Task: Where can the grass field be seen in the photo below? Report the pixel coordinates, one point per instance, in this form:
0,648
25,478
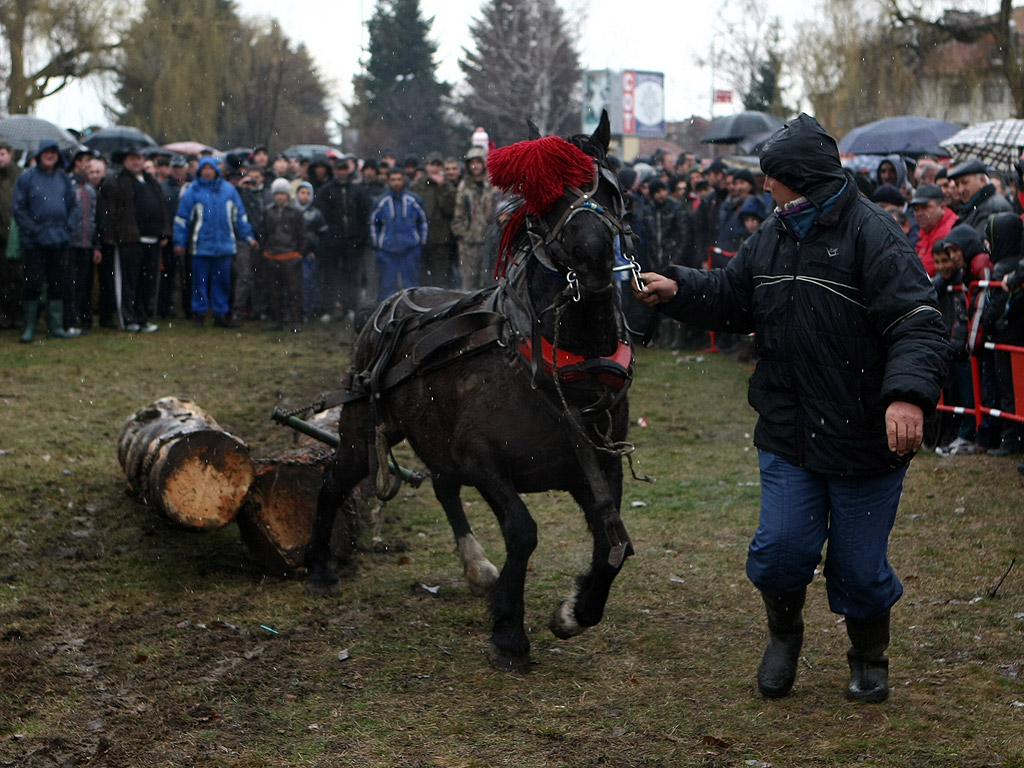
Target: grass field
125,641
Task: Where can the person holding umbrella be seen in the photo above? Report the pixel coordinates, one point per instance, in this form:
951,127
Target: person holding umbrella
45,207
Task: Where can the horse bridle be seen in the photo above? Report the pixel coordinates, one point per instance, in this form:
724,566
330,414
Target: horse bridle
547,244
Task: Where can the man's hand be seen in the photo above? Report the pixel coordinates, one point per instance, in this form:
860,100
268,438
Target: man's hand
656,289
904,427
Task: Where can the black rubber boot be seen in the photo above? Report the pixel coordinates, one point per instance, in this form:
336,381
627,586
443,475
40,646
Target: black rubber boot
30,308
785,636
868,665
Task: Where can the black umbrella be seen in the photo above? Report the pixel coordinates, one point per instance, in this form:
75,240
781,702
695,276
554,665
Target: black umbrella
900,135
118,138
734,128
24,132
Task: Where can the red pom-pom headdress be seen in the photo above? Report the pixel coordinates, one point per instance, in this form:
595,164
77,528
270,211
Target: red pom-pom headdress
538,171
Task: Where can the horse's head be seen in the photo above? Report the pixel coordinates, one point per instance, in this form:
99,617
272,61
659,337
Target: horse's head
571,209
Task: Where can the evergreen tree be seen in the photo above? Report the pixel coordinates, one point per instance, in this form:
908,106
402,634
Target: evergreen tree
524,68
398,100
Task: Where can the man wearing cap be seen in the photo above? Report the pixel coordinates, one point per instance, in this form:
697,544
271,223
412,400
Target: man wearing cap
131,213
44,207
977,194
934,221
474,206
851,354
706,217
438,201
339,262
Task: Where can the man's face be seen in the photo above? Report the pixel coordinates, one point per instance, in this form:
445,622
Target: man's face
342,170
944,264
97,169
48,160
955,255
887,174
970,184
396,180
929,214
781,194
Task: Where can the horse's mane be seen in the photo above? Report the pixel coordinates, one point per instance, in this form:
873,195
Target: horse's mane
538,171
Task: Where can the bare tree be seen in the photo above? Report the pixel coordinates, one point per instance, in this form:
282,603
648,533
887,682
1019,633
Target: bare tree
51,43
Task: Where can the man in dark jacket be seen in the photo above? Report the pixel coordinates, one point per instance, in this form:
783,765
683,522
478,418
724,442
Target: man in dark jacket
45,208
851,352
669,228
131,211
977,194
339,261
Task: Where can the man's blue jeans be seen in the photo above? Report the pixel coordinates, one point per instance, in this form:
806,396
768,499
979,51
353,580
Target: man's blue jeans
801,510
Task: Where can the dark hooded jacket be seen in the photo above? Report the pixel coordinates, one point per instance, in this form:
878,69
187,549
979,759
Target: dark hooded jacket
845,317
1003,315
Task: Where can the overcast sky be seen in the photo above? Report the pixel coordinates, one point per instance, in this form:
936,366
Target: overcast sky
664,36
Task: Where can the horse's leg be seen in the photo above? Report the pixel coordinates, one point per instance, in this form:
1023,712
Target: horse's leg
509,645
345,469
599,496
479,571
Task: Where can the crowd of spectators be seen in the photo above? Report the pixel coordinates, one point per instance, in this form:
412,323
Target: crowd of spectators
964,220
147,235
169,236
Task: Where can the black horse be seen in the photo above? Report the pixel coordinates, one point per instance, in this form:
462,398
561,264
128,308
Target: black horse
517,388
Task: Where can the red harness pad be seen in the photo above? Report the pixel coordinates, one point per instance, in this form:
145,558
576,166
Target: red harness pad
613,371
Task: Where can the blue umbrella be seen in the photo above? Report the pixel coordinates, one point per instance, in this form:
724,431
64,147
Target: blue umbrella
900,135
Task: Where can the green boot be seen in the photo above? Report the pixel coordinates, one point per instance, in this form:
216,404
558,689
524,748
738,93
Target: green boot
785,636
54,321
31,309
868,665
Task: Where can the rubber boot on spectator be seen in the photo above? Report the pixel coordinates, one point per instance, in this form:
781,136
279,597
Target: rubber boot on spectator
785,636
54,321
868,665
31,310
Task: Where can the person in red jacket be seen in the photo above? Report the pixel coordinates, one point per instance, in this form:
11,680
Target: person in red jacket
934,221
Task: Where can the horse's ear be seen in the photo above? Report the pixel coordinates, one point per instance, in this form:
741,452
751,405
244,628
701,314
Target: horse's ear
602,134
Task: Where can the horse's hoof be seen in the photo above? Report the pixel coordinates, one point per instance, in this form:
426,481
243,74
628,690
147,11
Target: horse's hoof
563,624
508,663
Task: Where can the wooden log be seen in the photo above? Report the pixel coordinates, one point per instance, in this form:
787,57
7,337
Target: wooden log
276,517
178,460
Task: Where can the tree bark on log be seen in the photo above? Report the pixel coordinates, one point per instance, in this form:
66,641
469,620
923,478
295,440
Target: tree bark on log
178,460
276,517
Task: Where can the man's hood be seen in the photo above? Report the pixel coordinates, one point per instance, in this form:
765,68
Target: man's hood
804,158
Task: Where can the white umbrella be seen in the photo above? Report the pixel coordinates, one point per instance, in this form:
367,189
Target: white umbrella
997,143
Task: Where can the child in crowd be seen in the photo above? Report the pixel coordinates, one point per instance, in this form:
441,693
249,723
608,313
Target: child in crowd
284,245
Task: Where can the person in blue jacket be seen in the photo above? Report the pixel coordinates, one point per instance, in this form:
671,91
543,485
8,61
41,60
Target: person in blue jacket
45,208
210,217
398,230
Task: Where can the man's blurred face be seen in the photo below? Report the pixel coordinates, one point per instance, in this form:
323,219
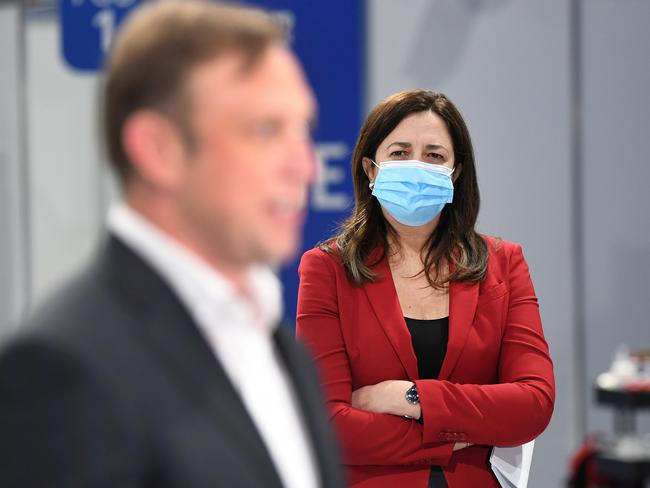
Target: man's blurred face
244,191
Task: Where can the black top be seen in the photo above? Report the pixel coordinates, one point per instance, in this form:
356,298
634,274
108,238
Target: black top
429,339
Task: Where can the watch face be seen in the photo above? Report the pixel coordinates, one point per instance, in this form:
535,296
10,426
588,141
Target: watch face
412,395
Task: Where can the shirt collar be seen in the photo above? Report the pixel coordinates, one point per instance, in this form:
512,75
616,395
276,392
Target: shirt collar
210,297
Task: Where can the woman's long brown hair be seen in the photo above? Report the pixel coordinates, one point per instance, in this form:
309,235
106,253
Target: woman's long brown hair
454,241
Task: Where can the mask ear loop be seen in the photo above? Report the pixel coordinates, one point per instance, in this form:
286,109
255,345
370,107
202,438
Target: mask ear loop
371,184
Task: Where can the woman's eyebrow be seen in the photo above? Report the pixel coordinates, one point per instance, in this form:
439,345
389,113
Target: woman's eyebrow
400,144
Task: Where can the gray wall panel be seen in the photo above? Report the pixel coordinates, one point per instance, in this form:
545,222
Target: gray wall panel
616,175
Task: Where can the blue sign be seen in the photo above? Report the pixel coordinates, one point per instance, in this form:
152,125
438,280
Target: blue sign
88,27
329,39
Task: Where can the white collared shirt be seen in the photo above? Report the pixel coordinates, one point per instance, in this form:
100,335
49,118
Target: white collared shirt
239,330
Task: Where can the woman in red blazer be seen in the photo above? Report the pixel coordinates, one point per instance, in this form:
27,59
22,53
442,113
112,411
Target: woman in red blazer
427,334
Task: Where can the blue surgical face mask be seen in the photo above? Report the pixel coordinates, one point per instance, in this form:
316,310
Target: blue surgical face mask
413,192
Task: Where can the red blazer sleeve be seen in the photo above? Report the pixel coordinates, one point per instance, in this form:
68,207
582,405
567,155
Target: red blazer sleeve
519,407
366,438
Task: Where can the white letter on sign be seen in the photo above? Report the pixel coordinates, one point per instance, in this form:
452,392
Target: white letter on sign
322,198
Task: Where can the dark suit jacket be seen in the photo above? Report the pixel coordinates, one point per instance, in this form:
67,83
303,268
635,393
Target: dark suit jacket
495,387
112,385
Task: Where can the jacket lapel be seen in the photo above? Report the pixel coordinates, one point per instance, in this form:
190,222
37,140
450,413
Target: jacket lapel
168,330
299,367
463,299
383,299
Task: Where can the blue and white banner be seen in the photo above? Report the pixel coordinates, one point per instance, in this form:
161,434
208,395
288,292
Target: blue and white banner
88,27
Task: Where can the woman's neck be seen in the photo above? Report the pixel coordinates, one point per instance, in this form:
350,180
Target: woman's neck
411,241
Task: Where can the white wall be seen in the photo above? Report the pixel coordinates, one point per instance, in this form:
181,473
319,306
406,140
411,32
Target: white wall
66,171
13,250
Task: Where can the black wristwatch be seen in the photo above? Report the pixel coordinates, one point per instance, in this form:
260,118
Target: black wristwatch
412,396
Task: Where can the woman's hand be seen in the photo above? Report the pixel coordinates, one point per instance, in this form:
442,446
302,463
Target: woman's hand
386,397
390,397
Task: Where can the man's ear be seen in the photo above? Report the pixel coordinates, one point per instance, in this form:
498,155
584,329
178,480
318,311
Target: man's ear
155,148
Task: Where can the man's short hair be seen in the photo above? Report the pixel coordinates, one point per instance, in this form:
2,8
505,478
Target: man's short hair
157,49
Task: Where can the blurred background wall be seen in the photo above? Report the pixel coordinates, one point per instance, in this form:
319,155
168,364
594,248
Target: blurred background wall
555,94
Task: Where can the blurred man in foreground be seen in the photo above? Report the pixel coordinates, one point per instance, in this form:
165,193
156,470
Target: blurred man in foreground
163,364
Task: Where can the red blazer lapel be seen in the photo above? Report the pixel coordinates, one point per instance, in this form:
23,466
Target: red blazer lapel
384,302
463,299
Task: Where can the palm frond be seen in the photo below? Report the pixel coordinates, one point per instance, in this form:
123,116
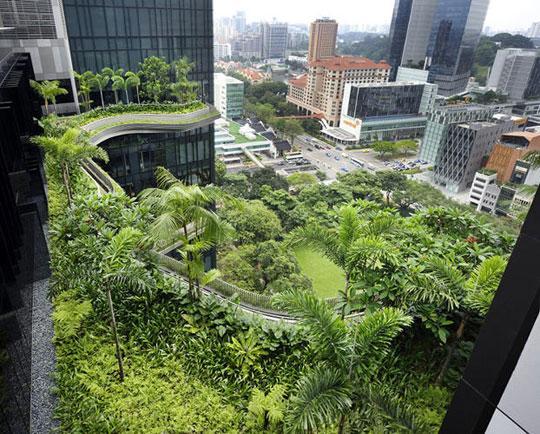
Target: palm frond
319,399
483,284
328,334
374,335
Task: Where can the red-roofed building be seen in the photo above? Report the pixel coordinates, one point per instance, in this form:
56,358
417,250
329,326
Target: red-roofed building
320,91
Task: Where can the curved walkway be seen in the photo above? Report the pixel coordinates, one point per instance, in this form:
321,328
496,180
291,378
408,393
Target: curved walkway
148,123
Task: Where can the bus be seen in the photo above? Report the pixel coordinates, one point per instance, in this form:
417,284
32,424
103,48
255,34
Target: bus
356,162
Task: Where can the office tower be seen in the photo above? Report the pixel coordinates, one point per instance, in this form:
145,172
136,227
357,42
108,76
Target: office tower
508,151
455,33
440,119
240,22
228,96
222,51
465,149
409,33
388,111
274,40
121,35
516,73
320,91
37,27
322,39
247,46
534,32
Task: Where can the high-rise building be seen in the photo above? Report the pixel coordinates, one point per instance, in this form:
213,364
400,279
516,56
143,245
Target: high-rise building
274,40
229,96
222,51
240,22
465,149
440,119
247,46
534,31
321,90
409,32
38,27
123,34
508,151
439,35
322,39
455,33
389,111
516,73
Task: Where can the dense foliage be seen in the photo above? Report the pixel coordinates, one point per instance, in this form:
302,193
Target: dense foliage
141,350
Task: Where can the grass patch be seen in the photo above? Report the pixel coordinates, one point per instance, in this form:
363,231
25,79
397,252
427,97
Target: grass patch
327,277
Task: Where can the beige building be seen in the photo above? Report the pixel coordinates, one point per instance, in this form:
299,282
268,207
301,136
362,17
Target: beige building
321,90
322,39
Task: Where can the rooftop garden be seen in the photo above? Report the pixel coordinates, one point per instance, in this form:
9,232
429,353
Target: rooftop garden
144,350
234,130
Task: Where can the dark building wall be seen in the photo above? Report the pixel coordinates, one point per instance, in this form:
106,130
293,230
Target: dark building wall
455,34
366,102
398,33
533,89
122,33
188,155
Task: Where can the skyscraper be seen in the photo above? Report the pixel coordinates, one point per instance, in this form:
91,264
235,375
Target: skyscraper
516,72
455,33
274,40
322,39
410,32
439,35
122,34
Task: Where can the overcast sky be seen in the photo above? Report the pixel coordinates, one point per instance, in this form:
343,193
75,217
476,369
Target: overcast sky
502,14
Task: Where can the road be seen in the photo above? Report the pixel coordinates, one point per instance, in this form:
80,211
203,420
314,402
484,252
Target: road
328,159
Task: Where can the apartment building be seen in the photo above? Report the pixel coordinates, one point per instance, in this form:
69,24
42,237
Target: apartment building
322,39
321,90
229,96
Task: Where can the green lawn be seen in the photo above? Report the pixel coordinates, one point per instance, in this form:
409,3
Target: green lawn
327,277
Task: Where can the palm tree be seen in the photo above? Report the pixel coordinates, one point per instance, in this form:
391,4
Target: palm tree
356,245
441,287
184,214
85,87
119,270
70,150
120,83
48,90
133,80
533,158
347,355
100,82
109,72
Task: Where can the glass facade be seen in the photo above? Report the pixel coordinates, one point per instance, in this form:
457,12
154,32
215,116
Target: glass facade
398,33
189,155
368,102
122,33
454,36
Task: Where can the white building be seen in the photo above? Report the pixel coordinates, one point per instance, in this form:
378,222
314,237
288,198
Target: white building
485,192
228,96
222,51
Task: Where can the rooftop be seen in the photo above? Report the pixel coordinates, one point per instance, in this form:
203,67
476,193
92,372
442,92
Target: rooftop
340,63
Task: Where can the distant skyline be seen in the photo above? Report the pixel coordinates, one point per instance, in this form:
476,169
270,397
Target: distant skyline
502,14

___

- **Task objective**
Reproduce precisely the span of lines that begins at the line containing "Task: Where can the glass" and ends with the last line of the listing.

- **Solution to the problem**
Task: Where can the glass facade be seen in the photo above? Report the pixel coordinates, one point per instance, in this form:
457,12
154,32
215,116
Target: glass facade
398,33
189,155
368,102
122,33
454,36
Task: Where can the white building be seen in the photo above? Report the pixel coordinates, one point per instance, in this form:
378,222
314,237
288,198
Target: white building
485,192
228,96
222,51
Task: Where can the rooftop be seen in the photo above? Report the pixel coordinates, one point per instance, in this form:
203,67
476,193
92,372
442,92
Target: rooftop
340,63
Task: Where can the distant skyline be seen in the photo above? Report the pixel coordinates, one point per instance, in this form:
476,169
270,397
Target: distant skyline
502,14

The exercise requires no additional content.